▶ _Goal_:
Which lines in the rows below contain the string "taillight", with uppercase and lowercase treated as different? Locate each one and copy it out.
──────────────────────────────
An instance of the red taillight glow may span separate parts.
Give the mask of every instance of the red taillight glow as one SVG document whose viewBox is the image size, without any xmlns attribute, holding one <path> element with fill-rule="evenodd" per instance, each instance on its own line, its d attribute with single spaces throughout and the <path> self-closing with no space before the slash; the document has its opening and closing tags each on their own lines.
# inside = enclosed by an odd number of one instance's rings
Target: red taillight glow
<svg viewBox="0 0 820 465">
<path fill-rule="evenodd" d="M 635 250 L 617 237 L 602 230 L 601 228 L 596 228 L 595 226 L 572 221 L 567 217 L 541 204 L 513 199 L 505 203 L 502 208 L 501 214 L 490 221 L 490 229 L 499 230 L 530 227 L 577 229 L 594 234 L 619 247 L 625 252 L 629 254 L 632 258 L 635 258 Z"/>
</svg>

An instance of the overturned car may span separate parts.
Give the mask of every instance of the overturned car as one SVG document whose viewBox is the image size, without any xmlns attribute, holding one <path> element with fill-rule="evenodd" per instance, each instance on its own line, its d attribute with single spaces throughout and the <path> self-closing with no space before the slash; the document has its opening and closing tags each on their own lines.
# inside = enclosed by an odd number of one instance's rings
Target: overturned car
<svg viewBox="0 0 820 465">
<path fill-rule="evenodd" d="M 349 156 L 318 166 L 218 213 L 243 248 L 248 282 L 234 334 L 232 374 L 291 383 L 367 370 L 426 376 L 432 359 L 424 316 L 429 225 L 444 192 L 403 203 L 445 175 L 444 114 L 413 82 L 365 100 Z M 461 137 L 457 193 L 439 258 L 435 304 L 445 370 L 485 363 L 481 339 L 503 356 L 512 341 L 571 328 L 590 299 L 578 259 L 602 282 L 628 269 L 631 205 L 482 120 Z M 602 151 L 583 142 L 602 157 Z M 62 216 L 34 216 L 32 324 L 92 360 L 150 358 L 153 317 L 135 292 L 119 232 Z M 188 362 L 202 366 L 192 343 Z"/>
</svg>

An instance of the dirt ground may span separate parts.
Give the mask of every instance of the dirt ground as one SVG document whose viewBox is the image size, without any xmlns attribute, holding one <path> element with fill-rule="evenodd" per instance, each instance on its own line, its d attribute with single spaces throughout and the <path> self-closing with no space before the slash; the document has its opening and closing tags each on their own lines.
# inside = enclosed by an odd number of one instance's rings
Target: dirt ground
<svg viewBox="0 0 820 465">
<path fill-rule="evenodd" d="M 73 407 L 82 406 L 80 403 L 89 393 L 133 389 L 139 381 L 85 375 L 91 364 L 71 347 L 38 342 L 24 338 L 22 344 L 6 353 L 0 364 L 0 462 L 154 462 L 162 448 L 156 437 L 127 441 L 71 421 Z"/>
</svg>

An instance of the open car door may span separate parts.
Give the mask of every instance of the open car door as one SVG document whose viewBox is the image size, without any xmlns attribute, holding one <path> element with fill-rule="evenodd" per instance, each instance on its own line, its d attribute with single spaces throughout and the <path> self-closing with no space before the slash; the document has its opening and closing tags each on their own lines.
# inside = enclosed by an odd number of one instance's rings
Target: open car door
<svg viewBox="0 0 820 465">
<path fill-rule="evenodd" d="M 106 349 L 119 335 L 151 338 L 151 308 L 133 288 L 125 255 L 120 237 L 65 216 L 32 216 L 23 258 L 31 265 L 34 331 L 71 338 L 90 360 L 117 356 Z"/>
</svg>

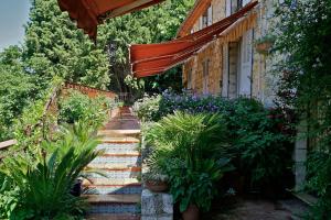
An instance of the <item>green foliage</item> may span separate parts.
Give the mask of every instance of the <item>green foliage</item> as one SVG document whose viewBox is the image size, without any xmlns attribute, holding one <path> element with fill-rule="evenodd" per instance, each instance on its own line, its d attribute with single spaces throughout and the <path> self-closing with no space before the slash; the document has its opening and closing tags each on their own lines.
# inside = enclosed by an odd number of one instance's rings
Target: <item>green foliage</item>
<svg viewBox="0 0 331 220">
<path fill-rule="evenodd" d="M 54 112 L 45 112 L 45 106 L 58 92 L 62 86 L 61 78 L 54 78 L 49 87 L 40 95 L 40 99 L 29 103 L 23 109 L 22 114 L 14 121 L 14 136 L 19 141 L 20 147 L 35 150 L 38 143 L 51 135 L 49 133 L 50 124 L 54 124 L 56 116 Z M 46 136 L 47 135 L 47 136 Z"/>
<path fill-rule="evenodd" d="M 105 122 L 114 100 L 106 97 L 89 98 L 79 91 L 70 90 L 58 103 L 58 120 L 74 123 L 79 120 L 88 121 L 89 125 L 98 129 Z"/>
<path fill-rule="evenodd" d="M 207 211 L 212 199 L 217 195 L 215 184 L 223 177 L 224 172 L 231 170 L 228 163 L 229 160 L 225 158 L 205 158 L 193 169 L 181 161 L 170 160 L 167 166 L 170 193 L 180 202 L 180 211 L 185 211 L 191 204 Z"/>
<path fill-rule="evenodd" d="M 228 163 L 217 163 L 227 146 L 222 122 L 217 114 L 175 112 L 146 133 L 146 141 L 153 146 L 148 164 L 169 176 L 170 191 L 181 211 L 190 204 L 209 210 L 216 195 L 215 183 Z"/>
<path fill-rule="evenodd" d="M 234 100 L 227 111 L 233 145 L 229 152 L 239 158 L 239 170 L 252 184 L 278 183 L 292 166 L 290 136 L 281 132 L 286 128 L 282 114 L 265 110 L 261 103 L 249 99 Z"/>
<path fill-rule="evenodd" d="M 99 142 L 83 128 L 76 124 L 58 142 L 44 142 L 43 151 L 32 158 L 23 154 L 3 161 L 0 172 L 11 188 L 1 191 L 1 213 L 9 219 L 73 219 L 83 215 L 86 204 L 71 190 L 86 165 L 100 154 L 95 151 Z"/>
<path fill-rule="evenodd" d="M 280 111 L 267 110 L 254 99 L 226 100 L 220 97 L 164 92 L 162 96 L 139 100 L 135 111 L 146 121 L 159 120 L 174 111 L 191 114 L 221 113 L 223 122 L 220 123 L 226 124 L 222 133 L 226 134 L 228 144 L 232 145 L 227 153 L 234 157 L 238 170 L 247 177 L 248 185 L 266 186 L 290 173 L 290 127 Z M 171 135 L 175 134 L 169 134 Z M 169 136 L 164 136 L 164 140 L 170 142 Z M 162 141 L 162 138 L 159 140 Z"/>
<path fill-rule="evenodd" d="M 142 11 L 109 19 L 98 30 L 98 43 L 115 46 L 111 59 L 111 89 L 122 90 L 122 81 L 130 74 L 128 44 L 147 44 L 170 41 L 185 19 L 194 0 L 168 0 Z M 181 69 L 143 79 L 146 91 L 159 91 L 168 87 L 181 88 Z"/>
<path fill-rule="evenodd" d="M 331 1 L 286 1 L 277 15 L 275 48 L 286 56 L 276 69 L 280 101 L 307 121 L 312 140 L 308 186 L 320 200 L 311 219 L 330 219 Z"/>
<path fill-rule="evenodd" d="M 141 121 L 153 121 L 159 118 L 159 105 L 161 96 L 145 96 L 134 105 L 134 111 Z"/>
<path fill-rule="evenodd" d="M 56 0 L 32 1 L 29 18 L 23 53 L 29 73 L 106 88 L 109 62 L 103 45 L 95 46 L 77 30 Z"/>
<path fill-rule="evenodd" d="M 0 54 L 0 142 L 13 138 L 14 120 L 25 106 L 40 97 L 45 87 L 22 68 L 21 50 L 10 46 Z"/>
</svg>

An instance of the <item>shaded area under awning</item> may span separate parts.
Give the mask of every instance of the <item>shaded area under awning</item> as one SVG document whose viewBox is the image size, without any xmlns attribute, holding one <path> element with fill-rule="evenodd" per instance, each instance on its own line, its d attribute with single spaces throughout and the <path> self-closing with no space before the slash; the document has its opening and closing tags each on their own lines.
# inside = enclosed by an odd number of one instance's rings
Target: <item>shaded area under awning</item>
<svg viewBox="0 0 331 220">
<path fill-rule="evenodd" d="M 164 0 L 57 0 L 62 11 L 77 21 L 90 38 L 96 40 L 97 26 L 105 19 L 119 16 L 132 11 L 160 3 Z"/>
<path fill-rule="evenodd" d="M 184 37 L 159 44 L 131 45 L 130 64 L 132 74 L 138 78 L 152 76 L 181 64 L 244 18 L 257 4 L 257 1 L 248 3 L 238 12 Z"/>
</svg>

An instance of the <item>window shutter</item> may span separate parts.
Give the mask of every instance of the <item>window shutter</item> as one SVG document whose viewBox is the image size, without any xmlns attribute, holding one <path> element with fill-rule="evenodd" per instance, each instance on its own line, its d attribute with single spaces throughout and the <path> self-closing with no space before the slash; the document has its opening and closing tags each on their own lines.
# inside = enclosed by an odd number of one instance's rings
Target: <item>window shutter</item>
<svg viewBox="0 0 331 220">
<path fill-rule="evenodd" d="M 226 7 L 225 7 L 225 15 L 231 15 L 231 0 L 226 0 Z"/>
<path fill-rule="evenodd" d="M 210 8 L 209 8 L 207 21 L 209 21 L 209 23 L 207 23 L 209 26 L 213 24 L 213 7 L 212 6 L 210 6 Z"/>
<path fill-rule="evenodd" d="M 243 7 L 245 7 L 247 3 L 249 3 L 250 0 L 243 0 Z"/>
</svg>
──────────────────────────────
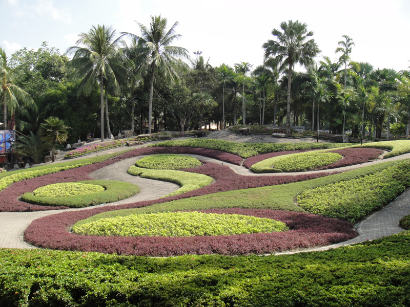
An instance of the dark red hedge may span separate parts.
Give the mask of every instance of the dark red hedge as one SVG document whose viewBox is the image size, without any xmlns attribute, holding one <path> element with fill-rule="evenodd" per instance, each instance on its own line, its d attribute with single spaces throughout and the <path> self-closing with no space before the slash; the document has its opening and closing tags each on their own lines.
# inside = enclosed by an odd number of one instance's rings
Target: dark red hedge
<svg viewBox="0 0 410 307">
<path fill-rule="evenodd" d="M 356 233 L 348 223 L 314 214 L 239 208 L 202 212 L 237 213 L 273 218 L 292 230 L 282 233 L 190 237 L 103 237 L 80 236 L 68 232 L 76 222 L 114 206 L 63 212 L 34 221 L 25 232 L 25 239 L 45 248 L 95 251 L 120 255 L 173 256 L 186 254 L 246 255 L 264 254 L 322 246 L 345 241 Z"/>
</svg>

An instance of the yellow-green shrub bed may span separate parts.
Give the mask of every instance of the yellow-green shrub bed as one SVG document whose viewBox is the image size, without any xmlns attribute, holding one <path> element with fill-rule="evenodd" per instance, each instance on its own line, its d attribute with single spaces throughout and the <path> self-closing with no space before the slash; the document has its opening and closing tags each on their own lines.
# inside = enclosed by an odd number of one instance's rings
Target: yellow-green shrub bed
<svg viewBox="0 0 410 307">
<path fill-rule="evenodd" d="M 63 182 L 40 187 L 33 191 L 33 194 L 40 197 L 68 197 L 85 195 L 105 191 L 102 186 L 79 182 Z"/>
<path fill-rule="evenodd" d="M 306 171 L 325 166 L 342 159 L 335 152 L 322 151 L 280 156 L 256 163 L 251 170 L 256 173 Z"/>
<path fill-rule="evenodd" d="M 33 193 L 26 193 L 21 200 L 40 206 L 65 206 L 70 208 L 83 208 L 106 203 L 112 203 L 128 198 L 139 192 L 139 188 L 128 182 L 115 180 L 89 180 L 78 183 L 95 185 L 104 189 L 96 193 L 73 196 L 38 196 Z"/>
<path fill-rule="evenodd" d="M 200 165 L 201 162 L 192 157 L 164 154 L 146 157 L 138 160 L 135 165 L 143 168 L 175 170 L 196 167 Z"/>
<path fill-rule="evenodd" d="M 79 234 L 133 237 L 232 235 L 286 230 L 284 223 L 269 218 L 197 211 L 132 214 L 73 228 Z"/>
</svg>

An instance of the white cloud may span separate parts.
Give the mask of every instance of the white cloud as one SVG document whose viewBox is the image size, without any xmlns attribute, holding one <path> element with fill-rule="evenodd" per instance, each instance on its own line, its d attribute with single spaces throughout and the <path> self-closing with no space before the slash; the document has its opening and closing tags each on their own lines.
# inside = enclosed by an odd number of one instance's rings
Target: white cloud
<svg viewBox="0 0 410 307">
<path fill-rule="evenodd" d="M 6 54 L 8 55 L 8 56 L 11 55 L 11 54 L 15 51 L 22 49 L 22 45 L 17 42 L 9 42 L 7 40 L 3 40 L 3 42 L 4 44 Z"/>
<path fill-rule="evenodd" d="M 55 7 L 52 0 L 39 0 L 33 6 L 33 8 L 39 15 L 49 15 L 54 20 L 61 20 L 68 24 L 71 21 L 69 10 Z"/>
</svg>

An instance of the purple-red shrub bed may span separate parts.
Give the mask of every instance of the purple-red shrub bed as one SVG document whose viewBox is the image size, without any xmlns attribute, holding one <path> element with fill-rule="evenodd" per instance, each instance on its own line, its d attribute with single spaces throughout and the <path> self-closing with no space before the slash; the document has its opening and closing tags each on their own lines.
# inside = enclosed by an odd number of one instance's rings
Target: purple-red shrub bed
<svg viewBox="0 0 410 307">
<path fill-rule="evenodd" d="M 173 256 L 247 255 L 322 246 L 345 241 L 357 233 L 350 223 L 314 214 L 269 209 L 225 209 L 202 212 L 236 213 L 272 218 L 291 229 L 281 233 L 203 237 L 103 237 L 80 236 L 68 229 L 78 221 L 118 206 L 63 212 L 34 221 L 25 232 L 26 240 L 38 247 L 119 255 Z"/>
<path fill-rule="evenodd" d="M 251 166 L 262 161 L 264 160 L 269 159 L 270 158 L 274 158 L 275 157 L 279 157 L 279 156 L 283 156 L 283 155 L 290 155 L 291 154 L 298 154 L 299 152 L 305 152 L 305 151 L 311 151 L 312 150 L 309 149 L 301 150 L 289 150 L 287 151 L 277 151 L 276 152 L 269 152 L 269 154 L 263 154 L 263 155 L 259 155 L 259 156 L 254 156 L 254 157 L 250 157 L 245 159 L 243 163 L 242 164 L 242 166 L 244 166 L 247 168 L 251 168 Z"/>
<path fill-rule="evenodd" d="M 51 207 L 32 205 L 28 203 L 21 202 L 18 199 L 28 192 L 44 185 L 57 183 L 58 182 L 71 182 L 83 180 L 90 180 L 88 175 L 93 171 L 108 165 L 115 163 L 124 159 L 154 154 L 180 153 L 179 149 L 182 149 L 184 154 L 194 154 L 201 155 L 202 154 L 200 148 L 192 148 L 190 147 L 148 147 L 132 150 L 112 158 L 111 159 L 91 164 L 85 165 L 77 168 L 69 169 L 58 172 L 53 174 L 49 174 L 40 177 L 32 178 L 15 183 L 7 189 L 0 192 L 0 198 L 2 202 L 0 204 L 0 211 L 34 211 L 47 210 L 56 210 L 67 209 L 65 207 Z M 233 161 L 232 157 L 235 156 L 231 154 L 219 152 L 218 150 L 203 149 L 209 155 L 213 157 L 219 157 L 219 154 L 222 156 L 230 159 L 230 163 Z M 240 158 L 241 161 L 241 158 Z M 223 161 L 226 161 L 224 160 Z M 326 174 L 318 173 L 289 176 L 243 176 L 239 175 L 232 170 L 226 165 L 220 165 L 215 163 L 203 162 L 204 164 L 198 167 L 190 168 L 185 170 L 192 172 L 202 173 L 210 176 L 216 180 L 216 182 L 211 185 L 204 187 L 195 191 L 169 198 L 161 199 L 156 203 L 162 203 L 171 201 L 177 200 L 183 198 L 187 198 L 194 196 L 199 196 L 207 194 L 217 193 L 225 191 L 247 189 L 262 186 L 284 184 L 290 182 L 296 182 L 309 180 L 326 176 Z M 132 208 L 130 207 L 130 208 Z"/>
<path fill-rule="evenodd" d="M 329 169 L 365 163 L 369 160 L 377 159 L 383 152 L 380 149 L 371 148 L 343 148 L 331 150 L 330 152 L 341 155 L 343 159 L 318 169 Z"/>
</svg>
──────────────────────────────
▶ _Solution for this task_:
An instance of the red taillight glow may span separate parts.
Give the mask of every instance of the red taillight glow as one SVG document whose viewBox is the image size, without any xmlns attribute, holding one <path> element with fill-rule="evenodd" per instance, each instance on its own line, its d attribute with single spaces throughout and the <path> self-closing with no space before the slash; the document has its opening and closing tags each on their own lines.
Target: red taillight glow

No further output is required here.